**Your objective**
Can you rewrite the entries from the line containing "We already know the white" through the end of the entries, both ends included, as a JSON list of strings with one string per line and blank lines left out?

BEGIN Records supplied

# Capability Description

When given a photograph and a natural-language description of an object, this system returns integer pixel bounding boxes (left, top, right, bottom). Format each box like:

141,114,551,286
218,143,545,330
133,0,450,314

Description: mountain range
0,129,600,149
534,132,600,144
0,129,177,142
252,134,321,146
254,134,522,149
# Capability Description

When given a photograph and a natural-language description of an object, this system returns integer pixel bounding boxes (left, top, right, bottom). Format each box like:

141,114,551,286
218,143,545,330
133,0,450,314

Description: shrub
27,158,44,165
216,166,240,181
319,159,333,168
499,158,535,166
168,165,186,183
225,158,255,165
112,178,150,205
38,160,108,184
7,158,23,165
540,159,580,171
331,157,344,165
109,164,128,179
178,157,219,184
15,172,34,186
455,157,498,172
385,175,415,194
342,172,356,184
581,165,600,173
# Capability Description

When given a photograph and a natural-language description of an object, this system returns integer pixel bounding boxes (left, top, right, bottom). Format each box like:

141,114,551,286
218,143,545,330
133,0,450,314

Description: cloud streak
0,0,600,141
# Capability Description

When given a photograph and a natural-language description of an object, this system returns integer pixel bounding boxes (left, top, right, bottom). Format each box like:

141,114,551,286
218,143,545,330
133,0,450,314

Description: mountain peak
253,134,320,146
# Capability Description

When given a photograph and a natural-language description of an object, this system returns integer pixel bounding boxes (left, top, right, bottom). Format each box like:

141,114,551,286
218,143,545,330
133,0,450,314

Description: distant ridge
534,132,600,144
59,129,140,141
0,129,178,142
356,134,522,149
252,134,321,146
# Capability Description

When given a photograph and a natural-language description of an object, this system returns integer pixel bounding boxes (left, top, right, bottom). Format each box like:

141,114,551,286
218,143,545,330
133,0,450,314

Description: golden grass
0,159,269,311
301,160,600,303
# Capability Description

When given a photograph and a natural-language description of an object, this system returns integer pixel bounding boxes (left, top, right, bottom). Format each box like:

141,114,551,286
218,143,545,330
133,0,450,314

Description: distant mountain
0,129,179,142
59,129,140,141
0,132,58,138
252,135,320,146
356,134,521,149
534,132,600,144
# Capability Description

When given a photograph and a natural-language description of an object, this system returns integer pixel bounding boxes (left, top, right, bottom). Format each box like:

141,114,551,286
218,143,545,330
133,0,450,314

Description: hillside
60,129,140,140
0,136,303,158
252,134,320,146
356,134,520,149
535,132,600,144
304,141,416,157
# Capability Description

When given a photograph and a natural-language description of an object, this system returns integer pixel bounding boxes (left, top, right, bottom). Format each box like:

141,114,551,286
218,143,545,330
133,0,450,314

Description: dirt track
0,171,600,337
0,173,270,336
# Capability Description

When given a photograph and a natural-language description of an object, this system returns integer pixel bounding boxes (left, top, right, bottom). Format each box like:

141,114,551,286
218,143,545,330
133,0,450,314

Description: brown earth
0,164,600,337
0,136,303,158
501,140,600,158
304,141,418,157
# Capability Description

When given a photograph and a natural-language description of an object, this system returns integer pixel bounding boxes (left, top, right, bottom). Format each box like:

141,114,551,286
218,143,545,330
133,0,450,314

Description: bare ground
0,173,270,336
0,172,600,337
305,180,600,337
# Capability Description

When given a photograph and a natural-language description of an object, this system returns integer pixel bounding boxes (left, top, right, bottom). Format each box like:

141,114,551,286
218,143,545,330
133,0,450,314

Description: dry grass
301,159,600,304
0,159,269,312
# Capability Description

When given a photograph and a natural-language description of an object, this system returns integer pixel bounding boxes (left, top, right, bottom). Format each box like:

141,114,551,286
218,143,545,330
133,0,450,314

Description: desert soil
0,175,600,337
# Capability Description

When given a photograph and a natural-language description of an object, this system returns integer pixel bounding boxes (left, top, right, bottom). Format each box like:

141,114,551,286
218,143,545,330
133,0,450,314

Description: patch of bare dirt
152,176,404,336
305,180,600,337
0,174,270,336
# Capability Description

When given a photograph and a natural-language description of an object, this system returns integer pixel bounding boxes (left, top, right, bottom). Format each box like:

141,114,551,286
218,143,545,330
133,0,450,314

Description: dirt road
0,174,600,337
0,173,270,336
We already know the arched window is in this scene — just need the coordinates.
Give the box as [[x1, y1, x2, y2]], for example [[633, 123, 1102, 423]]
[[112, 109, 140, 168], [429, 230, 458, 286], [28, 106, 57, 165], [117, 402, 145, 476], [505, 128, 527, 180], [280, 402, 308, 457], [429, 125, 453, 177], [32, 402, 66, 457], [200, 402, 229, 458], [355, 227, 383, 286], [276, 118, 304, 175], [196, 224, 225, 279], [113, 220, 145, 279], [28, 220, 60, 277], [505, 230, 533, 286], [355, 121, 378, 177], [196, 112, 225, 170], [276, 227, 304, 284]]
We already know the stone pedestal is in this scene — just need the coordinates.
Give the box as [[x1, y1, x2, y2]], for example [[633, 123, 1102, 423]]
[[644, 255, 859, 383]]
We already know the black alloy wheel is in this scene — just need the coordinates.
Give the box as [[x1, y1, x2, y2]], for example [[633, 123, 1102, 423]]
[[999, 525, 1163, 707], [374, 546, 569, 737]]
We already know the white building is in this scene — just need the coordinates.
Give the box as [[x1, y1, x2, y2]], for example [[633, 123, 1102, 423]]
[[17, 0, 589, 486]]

END Records supplied

**Result for this task**
[
  "We already know the white building is in this scene — just need the coordinates.",
  "Give the box as [[x1, y1, x2, y2]], for example [[633, 123, 1102, 423]]",
  "[[17, 0, 589, 486]]"
]